What you will do
Set out every line of the records below as a numbered list, skipping any blank lines.

** start Source material **

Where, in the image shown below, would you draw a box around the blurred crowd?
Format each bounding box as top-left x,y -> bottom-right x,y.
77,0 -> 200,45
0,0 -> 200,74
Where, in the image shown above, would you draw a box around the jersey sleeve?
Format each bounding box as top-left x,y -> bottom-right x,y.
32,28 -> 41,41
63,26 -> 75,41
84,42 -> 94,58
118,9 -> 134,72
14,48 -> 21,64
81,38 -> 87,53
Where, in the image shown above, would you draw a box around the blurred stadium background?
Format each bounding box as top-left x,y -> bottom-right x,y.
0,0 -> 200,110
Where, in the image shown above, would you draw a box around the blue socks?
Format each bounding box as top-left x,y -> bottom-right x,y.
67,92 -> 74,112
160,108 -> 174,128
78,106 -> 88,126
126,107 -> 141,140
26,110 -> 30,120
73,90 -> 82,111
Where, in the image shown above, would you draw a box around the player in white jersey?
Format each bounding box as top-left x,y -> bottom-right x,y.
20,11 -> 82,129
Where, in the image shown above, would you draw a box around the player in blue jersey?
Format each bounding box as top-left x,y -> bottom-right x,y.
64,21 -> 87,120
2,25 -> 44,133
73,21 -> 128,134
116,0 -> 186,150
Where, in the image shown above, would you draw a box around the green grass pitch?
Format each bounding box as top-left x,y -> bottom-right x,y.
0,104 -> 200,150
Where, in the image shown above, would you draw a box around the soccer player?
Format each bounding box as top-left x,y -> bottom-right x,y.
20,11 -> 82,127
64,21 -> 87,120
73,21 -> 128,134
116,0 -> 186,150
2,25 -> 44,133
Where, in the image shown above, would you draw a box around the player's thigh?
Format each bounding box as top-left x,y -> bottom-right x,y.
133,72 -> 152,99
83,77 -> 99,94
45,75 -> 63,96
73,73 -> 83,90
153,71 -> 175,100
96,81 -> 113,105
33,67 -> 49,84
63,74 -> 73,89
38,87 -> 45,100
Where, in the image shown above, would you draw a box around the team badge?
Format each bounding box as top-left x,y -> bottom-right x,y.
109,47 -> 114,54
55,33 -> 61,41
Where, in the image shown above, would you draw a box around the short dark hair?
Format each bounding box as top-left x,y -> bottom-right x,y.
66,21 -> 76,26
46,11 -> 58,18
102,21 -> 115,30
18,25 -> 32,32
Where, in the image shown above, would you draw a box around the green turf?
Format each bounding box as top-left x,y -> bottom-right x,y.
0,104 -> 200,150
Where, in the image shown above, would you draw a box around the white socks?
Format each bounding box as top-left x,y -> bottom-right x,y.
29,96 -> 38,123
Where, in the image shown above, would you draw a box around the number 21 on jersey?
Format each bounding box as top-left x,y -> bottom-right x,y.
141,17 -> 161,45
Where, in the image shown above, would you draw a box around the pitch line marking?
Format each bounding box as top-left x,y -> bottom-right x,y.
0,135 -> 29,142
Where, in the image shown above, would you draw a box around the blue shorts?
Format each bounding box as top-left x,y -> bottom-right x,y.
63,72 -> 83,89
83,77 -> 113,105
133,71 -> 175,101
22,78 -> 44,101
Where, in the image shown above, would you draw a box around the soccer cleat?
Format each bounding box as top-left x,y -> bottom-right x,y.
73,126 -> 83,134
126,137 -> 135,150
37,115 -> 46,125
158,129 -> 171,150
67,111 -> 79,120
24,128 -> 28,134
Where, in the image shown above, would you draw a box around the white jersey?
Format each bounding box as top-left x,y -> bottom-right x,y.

** end Source material **

Response for this exercise
1. Where, in the image shown below, would you draw a box around the blurred crowd?
2. Format each bounding box as top-left x,y -> bottom-right x,y.
3. 77,0 -> 200,45
4. 0,0 -> 200,74
5. Where, in the image shown above, would you draw a box around the jersey sleeve?
6. Format each bounding box as top-left x,y -> bottom-right x,y.
7. 32,28 -> 41,41
8. 63,26 -> 75,41
9. 84,42 -> 94,58
10. 118,9 -> 134,72
11. 14,48 -> 21,64
12. 81,38 -> 87,53
13. Where, in the image shown above, would you draw a box around the blurred stadium background?
14. Format each bounding box as top-left x,y -> bottom-right x,y.
15. 0,0 -> 200,110
16. Where, in the image shown above, would you draw a box around the blue socks?
17. Format each bounding box as top-left x,y -> bottom-right x,y.
18. 67,92 -> 74,112
19. 160,108 -> 174,128
20. 78,106 -> 88,126
21. 126,107 -> 141,140
22. 26,110 -> 30,120
23. 73,90 -> 82,111
24. Where, in the image shown above, would you draw a box around the player in white jersey?
25. Format each bounding box as top-left x,y -> bottom-right x,y.
26. 20,11 -> 82,129
27. Where, in the image shown above, would you draw a box around the player in blue jersey?
28. Format each bounding box as top-left x,y -> bottom-right x,y.
29. 64,21 -> 87,120
30. 2,25 -> 44,133
31. 73,21 -> 128,134
32. 116,0 -> 186,150
33. Where, in the image shown above, would you draw a box around the green grass pitch?
34. Format each bounding box as top-left x,y -> bottom-right x,y.
35. 0,104 -> 200,150
36. Where, in the image shown above, would you draw a box around the soccer player?
37. Format each bounding box as top-left x,y -> bottom-right x,y.
38. 20,11 -> 82,127
39. 64,21 -> 87,120
40. 73,21 -> 128,134
41. 116,0 -> 186,150
42. 2,25 -> 44,133
43. Where, in the image shown above, would you draw a box around the player's thigh?
44. Format each bounding box as top-left x,y -> bottom-right x,y.
45. 133,72 -> 152,99
46. 83,77 -> 99,94
47. 45,75 -> 63,96
48. 73,73 -> 83,90
49. 153,71 -> 175,100
50. 96,81 -> 113,105
51. 33,67 -> 49,84
52. 63,74 -> 73,89
53. 38,87 -> 45,100
54. Where, in the image shown above, would you draw a box around the team badge?
55. Format each bounding box as top-left x,y -> bottom-right x,y.
56. 109,47 -> 114,54
57. 55,33 -> 61,41
58. Where, in the image shown above, would you draw a box around the short dark hair?
59. Format each bounding box as top-left x,y -> bottom-right x,y.
60. 66,21 -> 76,26
61. 46,11 -> 58,18
62. 102,21 -> 115,30
63. 18,25 -> 32,32
64. Where, in the image shown above, would you draw a box around the green turf?
65. Format each bounding box as top-left x,y -> bottom-right x,y.
66. 0,104 -> 200,150
67. Where, in the image shown above, would you draw a box around the white socks?
68. Format each bounding box as top-left x,y -> bottom-right x,y.
69. 29,96 -> 38,123
70. Where, in the image shown above, would you draw a box around the number 21 on jersey?
71. Format each bounding box as top-left x,y -> bottom-right x,y.
72. 141,17 -> 161,45
73. Where, in the image shown above, would you draw a box around the pitch line marking?
74. Format each bounding box as top-left x,y -> bottom-right x,y.
75. 0,135 -> 29,142
76. Where, in the image shown above, would you draw a box around the blue shorts?
77. Format each bounding box as top-left x,y -> bottom-right x,y.
78. 63,72 -> 83,89
79. 83,77 -> 113,105
80. 133,71 -> 175,101
81. 22,78 -> 44,101
82. Where, in the image shown above, would you draw a box around the soccer cleat?
83. Format each bounding box as top-left x,y -> bottom-right x,y.
84. 73,126 -> 83,134
85. 126,137 -> 135,150
86. 37,115 -> 46,125
87. 158,129 -> 171,150
88. 67,111 -> 79,120
89. 24,128 -> 28,134
90. Where, in the image shown above, would you draw a box around the white jersey?
91. Format each bounding box as top-left x,y -> bottom-right x,y.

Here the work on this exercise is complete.